>> BEGIN DATASET ENTRIES

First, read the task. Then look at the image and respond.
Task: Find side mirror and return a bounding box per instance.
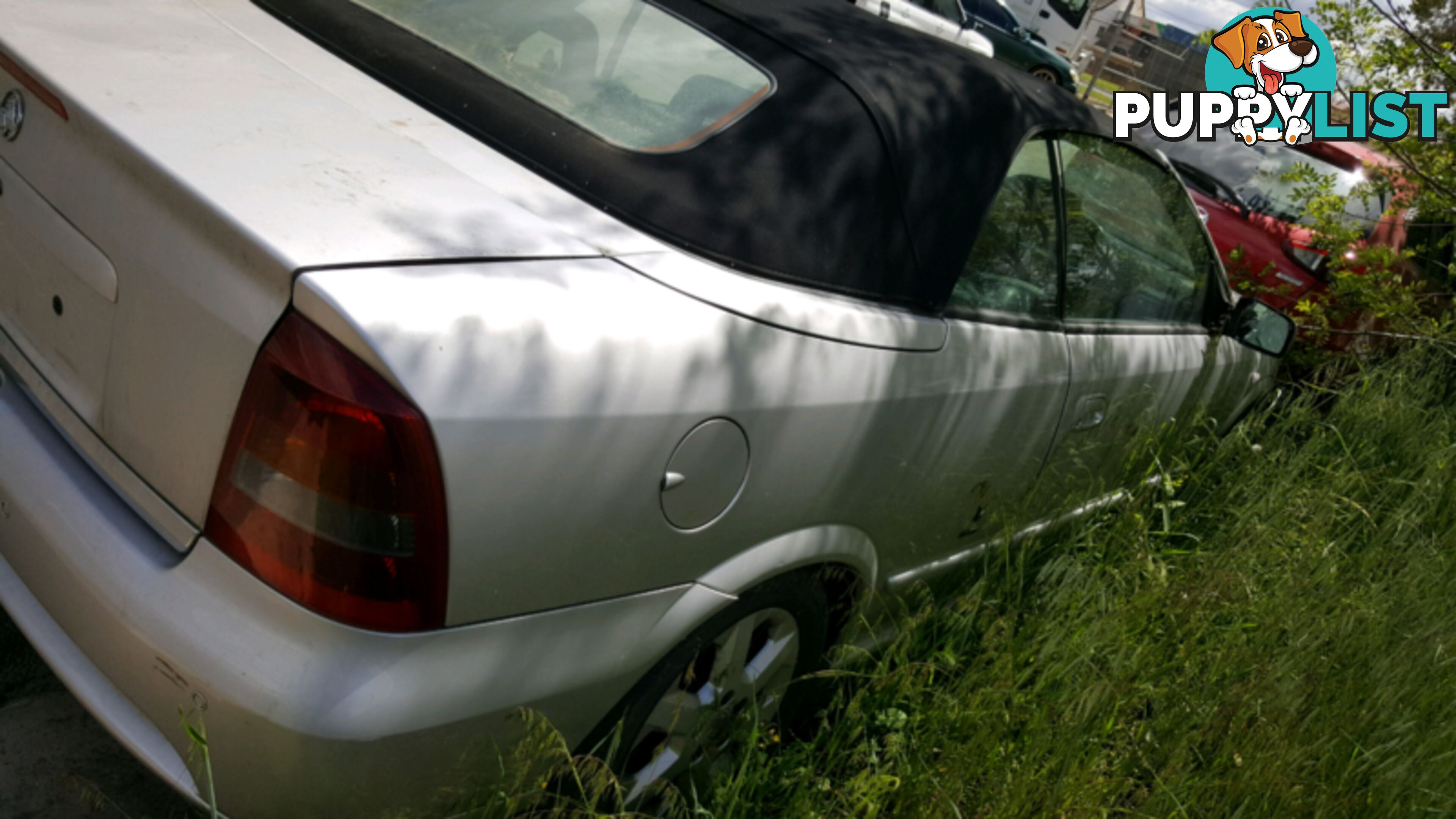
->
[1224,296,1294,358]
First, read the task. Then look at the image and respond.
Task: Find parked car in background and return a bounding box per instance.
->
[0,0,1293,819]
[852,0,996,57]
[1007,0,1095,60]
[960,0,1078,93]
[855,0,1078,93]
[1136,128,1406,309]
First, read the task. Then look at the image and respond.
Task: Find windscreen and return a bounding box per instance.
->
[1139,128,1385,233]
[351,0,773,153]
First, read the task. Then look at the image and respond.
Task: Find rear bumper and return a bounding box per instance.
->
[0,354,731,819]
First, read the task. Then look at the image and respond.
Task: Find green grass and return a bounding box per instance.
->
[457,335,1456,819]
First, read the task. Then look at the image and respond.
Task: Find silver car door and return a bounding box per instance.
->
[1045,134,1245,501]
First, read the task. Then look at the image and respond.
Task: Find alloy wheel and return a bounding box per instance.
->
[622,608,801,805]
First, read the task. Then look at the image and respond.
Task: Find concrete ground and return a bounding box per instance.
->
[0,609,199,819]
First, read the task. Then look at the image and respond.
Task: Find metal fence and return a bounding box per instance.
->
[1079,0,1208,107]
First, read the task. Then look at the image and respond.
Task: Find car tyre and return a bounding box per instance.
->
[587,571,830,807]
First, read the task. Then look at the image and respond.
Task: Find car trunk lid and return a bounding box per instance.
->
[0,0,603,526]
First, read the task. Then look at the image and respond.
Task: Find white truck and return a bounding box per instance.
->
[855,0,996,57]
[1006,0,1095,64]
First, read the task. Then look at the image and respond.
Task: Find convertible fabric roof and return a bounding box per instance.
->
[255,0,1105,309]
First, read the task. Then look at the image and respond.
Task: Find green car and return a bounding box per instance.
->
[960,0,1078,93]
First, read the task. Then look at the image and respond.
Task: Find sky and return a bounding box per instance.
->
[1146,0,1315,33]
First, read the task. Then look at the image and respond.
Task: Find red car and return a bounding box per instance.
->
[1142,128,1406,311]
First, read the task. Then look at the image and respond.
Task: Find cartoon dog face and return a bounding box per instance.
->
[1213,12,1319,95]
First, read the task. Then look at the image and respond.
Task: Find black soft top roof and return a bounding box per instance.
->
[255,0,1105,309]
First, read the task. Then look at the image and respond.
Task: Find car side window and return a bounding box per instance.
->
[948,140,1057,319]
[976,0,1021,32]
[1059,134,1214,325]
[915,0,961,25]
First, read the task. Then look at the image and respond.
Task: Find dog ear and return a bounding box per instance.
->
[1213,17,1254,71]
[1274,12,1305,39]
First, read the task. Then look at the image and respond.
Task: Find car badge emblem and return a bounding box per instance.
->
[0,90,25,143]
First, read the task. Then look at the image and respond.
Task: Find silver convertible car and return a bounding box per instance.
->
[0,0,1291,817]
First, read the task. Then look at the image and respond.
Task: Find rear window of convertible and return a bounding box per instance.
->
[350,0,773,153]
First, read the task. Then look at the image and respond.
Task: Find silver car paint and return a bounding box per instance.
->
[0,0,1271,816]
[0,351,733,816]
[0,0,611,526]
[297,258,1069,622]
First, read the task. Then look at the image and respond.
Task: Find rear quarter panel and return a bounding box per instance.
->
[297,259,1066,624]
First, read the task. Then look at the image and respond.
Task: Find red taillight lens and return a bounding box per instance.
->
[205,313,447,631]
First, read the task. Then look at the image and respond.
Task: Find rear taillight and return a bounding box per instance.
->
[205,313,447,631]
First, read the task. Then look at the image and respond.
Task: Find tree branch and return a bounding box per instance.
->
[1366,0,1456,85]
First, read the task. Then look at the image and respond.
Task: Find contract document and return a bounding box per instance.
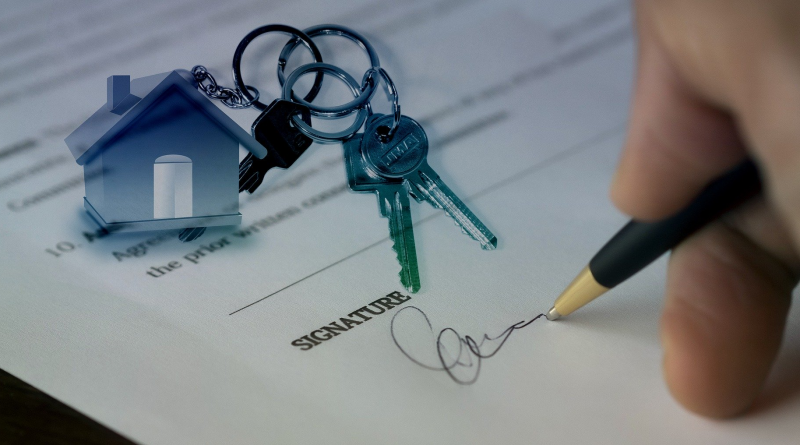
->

>> END DATASET ENTRIES

## GIVEN PROBLEM
Duplicate all of the rows above exactly as they appear, leaving out the pictures.

## SOLVED PROBLEM
First, read the task. Then look at the image and respond.
Task: Find side mirror and return a bounding box per instance.
->
[1224,296,1294,358]
First, read the task. Then look at the image and respond.
Task: Find parked car in background and return a bounding box per instance.
->
[0,0,1293,819]
[852,0,996,57]
[1007,0,1095,60]
[960,0,1078,93]
[855,0,1078,93]
[1136,128,1406,309]
First, read the task. Then look at the image and respond.
Task: Find windscreen and return a bounding box per instance.
->
[1139,128,1385,233]
[351,0,773,153]
First, read the task. Then look at the image and respond.
Task: Find rear bumper and return a bounding box per instance.
->
[0,354,731,819]
First, read the task. Then look at the image and respond.
Task: Find green grass and return a bounding box per instance.
->
[457,335,1456,819]
First, read the task. Then look at the image and respond.
Task: Find silver car door and return a bounding box per instance.
->
[1045,134,1245,501]
First, read the task. Then look at the image and respond.
Task: Find alloy wheel and return a bounding box per instance.
->
[622,608,801,805]
First, read the task. Then look at the image and respond.
Task: Find concrete ground and return a bounding box per instance.
->
[0,609,199,819]
First, read the task. Then look at the image and respond.
Task: Find metal fence and return a bounding box per instance.
->
[1079,0,1208,107]
First, read the task. Then look at the image and respond.
Task: Find car tyre and return a bounding box per instance.
->
[587,571,830,807]
First, read the task. Then look at the image and respond.
Task: Find car trunk lid and return a bounding box per instance.
->
[0,0,603,526]
First, read the task. Then look at the image and respond.
Task: Find white truck and return a bounding box per instance.
->
[855,0,996,57]
[1006,0,1095,64]
First, read the task. Then look at the image and respond.
Task: Find convertible fabric roof and return a bounding box per instance.
->
[255,0,1105,309]
First, read the task. Then look at the image and respond.
Task: Find green car and return a bounding box per instance.
->
[960,0,1078,93]
First, read the task. Then look at the image and respond.
Task: Find sky and return a bounding box per instance.
->
[1146,0,1315,33]
First, read the task. Then look at the image and respond.
Task: Find red car and return a bounding box per instance.
->
[1142,128,1406,311]
First, read the task. Then look at the image and respond.
Task: Find cartoon dog face and return a bounding box per instance.
->
[1213,12,1319,95]
First, read the task. Then look at the image and respond.
Task: Find black soft top roof and return a bounding box per instance.
->
[255,0,1105,309]
First, read the task. Then look at the image and respond.
Task: Find car side window and return a bounding box per instance.
->
[948,140,1057,319]
[976,0,1021,32]
[1059,134,1214,325]
[915,0,961,25]
First, read the task. Then look at the image and respond.
Task: Find dog ear and return a bounding box per instance.
->
[1213,17,1254,71]
[1274,12,1305,39]
First, read the task. Then look at the image and respond.
Task: Find car badge emblem and return a bounding box per instance.
->
[0,90,25,143]
First, read the task. Then look at the image and respond.
Task: Find silver convertible car and return a bounding box per instance.
->
[0,0,1291,817]
First, read the task. Then look at the image and respond.
Task: Find rear window of convertible and return a bounding box per instance.
->
[350,0,773,153]
First, read the task. Then look at the image and respond.
Task: Find silver car paint and return a bounding box per instance.
->
[0,0,1271,816]
[0,351,733,816]
[0,0,611,526]
[297,258,1069,622]
First, read the task. Then look at the image and respond.
Task: Find rear quarter panel and return a bounding box per instance.
->
[297,259,1066,624]
First, read the task. Then look at the image and respond.
Task: Find red taillight lens and return a bounding box per instance.
->
[205,313,447,631]
First, read the task. Then look at the image and respond.
Task: Find rear taillight and return a bounding box per instance.
->
[205,313,447,631]
First, read the task. Then look at the image and respond.
Task: Find tree branch and return a bounding box per instance.
->
[1366,0,1456,85]
First, read the task. Then look at the image and respond.
Task: Find contract document and return a bounding box per instance.
->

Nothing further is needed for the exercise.